START Selection

Abrego Garcia v. Noem: U.S. District Court Grants Habeas Relief for Unlawful Detention Absent Final Removal Order
Kilmar Armando Abrego Garcia, a native and citizen of El Salvador, entered the United States without inspection in 2012 to flee persecution by the MS-13 gang, which had targeted his family. He settled in Maryland, where he lived openly for nearly seven years, working in construction, marrying a U.S. citizen, and raising three children, including a son with disabilities. In 2019, following a minor encounter with local police, Immigration and Customs Enforcement (ICE) detained him and initiated removal proceedings. Abrego Garcia conceded removability but applied for asylum, withholding of removal under 8 U.S.C. § 1231(b)(3), and protection under the Convention Against Torture (CAT).
On October 10, 2019, an Immigration Judge (IJ) denied asylum
and CAT relief but granted statutory withholding of removal, finding a clear
probability that Abrego Garcia would face persecution in El Salvador based on
his credible testimony and evidence of gang threats. The IJ's decision,
however, contained significant errors: it erroneously referenced removal to
Guatemala (a country never at issue) and failed to include any explicit order
of removal to a specific country, as required under immigration regulations. No
appeal was taken, and Abrego Garcia was released under ICE supervision, living
compliantly in the community for over five years without incident.

END Selection

**Task brief**
Copy the case summary above word for word, in full.

START Material provided

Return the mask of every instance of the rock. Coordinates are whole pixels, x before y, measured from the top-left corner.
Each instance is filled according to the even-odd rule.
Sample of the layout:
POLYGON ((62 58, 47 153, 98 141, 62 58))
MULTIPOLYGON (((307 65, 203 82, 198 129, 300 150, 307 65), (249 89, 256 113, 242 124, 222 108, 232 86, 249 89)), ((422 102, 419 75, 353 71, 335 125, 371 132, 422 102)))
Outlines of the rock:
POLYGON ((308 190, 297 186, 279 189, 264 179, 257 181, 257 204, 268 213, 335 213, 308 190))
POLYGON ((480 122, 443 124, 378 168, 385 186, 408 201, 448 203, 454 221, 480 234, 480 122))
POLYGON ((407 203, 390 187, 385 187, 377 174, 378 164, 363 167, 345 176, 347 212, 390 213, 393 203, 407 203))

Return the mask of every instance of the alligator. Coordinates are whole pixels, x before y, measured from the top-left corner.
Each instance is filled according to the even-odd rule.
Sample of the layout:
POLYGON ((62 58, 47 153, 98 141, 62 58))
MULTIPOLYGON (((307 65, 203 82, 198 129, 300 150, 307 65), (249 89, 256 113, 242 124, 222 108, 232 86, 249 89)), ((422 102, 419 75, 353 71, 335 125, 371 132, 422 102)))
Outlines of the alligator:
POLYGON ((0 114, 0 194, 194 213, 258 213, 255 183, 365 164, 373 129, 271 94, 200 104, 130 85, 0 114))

END Material provided

**Answer to this problem**
Abrego Garcia v. Noem: U.S. District Court Grants Habeas Relief for Unlawful Detention Absent Final Removal Order
Kilmar Armando Abrego Garcia, a native and citizen of El Salvador, entered the United States without inspection in 2012 to flee persecution by the MS-13 gang, which had targeted his family. He settled in Maryland, where he lived openly for nearly seven years, working in construction, marrying a U.S. citizen, and raising three children, including a son with disabilities. In 2019, following a minor encounter with local police, Immigration and Customs Enforcement (ICE) detained him and initiated removal proceedings. Abrego Garcia conceded removability but applied for asylum, withholding of removal under 8 U.S.C. § 1231(b)(3), and protection under the Convention Against Torture (CAT).
On October 10, 2019, an Immigration Judge (IJ) denied asylum
and CAT relief but granted statutory withholding of removal, finding a clear
probability that Abrego Garcia would face persecution in El Salvador based on
his credible testimony and evidence of gang threats. The IJ's decision,
however, contained significant errors: it erroneously referenced removal to
Guatemala (a country never at issue) and failed to include any explicit order
of removal to a specific country, as required under immigration regulations. No
appeal was taken, and Abrego Garcia was released under ICE supervision, living
compliantly in the community for over five years without incident.